▶ Exercise objective:
Set down only what runs from the line containing "[locate] person sitting" through the last line of the data, exactly as it reads.

Records drawn from a dataset
·····
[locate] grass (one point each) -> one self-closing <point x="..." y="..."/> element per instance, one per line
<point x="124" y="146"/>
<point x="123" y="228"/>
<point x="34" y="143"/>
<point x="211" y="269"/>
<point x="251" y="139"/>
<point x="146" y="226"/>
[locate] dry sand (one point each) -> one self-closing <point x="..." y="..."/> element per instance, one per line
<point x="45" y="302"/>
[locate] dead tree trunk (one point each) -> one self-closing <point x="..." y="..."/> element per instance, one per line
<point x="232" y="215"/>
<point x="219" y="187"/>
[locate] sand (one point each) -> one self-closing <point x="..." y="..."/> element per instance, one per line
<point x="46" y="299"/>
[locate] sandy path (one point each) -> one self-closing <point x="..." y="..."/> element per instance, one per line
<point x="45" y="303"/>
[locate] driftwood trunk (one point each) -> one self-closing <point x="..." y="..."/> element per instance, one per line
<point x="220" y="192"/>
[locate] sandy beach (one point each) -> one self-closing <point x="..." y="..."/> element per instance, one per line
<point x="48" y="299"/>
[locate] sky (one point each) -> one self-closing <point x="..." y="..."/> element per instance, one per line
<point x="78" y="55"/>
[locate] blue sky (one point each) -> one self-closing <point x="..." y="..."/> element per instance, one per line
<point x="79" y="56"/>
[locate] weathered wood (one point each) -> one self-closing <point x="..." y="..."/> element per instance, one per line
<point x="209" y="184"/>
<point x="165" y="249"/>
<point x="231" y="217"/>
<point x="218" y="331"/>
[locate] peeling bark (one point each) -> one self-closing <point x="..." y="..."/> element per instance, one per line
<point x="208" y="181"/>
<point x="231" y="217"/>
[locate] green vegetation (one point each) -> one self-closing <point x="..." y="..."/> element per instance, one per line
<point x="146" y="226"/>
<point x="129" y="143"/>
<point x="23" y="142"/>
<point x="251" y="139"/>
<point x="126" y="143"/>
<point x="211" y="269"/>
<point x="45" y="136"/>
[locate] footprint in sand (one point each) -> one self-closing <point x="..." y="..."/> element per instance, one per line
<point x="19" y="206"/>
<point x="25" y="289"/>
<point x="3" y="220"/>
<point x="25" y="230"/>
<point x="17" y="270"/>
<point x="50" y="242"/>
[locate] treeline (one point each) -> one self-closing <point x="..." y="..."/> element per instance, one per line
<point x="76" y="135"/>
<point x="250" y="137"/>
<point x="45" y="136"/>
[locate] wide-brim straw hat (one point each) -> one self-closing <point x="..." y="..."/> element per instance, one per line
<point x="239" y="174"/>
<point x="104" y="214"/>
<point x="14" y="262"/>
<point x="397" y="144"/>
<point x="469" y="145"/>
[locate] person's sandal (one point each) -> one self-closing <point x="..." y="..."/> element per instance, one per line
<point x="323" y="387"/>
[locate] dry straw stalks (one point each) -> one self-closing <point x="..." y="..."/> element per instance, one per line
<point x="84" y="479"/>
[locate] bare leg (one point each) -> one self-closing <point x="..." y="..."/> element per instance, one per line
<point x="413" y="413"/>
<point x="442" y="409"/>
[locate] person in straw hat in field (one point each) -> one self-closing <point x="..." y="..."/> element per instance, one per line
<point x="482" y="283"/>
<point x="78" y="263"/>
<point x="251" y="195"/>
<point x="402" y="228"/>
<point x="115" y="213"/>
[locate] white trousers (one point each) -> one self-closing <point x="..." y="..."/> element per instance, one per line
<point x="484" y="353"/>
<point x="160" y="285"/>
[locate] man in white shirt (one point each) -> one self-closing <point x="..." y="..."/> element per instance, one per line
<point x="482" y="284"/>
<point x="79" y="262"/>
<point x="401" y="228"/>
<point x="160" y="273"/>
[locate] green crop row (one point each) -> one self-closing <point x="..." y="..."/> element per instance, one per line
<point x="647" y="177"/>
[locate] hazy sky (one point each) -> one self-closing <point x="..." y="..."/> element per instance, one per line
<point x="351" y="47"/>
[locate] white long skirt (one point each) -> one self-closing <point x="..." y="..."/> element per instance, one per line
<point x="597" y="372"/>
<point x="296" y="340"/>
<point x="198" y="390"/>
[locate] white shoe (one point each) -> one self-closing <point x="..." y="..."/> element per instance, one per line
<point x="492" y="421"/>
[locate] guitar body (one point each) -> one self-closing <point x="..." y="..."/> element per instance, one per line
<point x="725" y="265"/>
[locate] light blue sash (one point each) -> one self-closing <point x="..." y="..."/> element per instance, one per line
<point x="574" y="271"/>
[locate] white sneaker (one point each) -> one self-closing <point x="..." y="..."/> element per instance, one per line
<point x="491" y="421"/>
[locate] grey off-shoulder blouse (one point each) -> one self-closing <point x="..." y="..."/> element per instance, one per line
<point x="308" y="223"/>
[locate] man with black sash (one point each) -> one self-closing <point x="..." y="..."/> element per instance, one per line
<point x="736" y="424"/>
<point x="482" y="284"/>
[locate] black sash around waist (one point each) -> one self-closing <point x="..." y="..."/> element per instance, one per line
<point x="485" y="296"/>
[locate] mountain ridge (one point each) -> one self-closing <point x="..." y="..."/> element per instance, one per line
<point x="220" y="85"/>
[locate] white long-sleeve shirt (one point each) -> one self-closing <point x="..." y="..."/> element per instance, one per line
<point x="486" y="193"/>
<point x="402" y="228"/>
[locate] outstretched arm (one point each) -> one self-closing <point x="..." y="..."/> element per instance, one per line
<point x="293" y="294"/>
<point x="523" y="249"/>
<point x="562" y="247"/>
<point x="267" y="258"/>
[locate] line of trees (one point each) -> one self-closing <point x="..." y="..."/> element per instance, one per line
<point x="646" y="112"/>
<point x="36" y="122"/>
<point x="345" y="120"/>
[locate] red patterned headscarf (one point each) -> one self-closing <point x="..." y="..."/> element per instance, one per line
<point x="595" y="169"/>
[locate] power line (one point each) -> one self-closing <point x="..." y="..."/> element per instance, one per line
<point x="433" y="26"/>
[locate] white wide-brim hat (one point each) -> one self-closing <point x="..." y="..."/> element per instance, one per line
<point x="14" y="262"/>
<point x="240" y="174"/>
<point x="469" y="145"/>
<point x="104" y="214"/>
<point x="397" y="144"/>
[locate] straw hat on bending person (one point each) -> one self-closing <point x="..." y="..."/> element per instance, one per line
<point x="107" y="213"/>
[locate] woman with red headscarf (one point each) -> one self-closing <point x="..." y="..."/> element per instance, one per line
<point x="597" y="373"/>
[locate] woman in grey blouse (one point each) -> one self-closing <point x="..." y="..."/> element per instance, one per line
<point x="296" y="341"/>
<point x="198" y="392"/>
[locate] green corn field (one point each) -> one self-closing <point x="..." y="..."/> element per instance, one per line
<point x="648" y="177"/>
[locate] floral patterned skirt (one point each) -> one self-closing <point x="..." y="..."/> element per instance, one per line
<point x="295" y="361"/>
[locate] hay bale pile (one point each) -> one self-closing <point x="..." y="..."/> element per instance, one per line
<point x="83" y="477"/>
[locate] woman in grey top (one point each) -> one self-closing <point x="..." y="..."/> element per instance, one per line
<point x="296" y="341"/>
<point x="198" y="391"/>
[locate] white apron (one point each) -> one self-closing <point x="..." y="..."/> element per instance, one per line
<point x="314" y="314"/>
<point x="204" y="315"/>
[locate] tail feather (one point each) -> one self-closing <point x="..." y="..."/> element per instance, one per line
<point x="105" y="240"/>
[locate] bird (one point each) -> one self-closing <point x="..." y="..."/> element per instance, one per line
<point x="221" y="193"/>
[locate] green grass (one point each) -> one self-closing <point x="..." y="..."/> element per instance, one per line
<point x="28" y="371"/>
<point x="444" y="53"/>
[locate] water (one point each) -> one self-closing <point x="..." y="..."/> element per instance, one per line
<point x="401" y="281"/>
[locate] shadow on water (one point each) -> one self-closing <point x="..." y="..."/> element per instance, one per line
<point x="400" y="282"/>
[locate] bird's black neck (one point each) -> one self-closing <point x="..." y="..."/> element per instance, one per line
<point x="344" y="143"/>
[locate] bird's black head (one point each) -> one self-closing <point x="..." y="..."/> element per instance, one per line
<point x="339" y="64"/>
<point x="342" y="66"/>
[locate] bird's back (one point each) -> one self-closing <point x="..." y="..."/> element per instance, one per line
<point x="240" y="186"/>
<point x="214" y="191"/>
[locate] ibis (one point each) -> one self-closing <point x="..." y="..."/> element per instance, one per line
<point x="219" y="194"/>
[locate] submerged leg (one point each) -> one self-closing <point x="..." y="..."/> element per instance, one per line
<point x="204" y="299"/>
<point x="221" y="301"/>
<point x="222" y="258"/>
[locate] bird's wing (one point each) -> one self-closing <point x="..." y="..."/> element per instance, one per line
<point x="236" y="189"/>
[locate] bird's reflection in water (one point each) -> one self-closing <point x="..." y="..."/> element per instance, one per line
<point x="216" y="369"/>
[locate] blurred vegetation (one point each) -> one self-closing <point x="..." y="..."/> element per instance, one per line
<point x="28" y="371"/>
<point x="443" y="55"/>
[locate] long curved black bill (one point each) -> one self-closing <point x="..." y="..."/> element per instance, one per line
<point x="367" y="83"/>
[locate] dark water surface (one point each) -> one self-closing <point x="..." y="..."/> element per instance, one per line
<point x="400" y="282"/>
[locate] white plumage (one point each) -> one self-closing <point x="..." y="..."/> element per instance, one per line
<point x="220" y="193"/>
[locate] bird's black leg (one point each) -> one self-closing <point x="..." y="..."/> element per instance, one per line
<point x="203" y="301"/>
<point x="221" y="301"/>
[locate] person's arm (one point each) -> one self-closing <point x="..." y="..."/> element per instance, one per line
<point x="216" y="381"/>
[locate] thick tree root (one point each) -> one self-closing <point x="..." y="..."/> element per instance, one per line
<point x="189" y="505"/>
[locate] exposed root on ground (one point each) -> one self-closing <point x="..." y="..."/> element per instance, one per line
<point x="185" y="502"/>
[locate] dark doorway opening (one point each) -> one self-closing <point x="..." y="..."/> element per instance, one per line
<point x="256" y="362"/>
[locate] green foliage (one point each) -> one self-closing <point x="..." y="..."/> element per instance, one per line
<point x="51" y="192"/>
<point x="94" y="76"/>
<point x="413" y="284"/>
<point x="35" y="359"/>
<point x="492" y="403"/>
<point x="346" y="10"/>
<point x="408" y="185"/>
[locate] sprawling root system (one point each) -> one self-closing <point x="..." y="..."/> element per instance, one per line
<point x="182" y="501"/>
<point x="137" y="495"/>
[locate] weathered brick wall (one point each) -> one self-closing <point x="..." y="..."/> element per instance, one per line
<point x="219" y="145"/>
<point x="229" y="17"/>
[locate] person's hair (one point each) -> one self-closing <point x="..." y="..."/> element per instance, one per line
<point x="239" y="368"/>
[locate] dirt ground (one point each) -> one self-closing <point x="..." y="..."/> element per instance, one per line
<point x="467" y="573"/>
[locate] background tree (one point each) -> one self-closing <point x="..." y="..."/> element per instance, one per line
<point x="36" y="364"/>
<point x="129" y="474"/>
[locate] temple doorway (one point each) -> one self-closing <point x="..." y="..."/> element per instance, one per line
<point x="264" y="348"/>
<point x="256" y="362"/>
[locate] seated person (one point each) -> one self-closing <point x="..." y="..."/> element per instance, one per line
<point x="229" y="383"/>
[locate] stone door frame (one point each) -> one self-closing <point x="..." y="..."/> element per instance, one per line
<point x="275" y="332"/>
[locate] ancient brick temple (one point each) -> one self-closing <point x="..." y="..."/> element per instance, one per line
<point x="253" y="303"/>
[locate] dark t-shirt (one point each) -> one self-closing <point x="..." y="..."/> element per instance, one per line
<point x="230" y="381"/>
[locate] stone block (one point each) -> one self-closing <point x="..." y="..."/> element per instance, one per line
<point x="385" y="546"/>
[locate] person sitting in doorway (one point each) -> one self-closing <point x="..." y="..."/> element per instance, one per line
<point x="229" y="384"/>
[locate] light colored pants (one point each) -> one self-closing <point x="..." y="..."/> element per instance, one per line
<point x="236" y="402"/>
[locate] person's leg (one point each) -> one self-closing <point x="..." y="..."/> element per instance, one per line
·····
▶ Result below:
[locate] person sitting in doorway (one point each) -> one self-closing <point x="..." y="..."/> element per instance, one per line
<point x="229" y="384"/>
[locate] light colored pants (one point each) -> one self-closing <point x="..." y="..."/> element per instance, one per line
<point x="236" y="402"/>
[locate] person's leg (one point each) -> one self-closing <point x="..." y="..."/> element per instance, one per line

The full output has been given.